• **EXERCISE DETAILS**
Write out every record in full, exactly as written, please.

Segment Start: RECORDED DATA

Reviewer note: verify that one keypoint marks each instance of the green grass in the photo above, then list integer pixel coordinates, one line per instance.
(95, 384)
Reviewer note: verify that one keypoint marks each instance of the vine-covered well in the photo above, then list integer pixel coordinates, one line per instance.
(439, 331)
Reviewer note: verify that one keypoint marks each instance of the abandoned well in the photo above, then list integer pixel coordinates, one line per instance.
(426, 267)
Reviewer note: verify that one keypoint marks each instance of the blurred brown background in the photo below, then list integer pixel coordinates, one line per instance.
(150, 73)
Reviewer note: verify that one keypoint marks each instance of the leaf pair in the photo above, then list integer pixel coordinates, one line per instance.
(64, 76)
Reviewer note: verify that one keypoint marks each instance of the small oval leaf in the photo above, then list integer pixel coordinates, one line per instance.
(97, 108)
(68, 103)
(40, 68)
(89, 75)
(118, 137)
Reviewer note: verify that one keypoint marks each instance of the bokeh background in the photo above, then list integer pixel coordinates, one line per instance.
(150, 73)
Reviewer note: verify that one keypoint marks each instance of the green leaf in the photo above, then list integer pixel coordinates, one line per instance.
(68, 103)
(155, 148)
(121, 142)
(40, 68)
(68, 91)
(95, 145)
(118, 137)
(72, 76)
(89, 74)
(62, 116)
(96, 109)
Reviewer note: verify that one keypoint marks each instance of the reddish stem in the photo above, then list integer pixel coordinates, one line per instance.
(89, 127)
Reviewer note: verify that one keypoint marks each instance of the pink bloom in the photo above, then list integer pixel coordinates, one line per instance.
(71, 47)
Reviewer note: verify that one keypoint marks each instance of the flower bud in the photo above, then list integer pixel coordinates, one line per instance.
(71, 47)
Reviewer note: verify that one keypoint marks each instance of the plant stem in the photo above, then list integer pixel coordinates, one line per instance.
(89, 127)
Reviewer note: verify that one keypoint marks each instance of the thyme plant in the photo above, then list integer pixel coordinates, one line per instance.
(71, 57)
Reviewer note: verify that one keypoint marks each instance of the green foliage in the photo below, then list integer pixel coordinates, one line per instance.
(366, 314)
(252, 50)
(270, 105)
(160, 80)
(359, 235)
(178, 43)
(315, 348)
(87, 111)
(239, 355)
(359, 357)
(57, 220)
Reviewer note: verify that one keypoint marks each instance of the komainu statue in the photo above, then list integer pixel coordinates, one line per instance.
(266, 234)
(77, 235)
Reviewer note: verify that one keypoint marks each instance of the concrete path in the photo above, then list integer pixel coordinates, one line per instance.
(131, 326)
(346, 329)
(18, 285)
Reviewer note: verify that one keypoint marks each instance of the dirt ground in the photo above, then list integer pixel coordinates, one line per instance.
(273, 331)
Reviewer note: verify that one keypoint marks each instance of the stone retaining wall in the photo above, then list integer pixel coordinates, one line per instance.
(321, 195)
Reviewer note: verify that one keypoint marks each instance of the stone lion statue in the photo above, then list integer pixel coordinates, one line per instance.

Segment End: RECORDED DATA

• **ANSWER**
Reviewer note: verify that one keypoint marks each instance of the green grass in the photo above, then list integer pixel coordinates, one line per instance.
(95, 384)
Reviewer note: verify that one keypoint marks each instance of the vine-covered well in the photo above, then list integer pixel coordinates, one line per instance.
(439, 331)
Reviewer note: verify that one keypoint marks each instance of the abandoned well in the photo above, then list integer pixel coordinates, one line per instance.
(426, 267)
Reviewer note: verify that one keypoint marks each instance of the blurred brown background in the photo below, then list integer pixel coordinates, one line per instance.
(150, 73)
Reviewer note: verify that one keypoint marks each instance of the leaf pair in the photo above, then list integer pixel coordinates, one line per instance.
(64, 76)
Reviewer note: verify that one keypoint marks each instance of the small oval leaf in the photo above, then list integer pixel coordinates, one line per instance.
(97, 108)
(68, 103)
(40, 68)
(89, 75)
(118, 137)
Reviewer note: verify that one keypoint marks each instance of the bokeh background in the photo above, then list integer pixel coordinates, one line per instance.
(150, 73)
Reviewer note: verify that one keypoint marks each instance of the green leaf in the photo above, then list integer pixel coordinates, one line per instance.
(68, 103)
(155, 148)
(121, 142)
(40, 68)
(68, 91)
(95, 145)
(118, 137)
(72, 76)
(89, 74)
(62, 116)
(96, 109)
Reviewer note: verify that one keypoint marks each instance of the reddish stem in the photo above, then list integer pixel coordinates, one line per instance.
(89, 127)
Reviewer note: verify that one keypoint marks each instance of the pink bloom in the photo above, then list integer pixel coordinates, one line per instance.
(71, 47)
Reviewer note: verify that one keypoint marks each instance of the flower bud in the photo above, then list integer pixel coordinates, one line per instance.
(71, 47)
Reviewer note: verify that one keypoint marks each instance of the plant stem in the photo above, then list integer pixel coordinates, one line per instance.
(89, 127)
Reviewer note: verify that one keypoint marks each instance of the thyme plant in the photo above, then list integer pixel coordinates, one line per instance.
(71, 57)
Reviewer note: verify that one keypoint marks each instance of the green foliage in the photo below, then list integer pixel coordinates, one line per instance.
(366, 314)
(252, 50)
(270, 105)
(160, 80)
(359, 235)
(178, 43)
(315, 348)
(87, 111)
(239, 355)
(359, 357)
(57, 220)
Reviewer note: verify that one keypoint marks each instance of the komainu statue in the photo above, then list integer pixel coordinates, one line per instance.
(266, 234)
(77, 235)
Reviewer note: verify that one keypoint marks each instance of the concrete path in the photo above, then list integer pixel coordinates, one line per instance.
(131, 326)
(346, 329)
(18, 285)
Reviewer note: verify that one keypoint marks each instance of the dirt ground in the photo above, then list integer pixel coordinates, one line per instance.
(273, 331)
Reviewer note: verify that one keypoint marks each instance of the stone retaining wall in the photo above, then list integer pixel coordinates, one line per instance.
(321, 195)
Reviewer note: verify that one keypoint marks each instance of the stone lion statue in the photo above, then list integer pixel coordinates, one line per instance.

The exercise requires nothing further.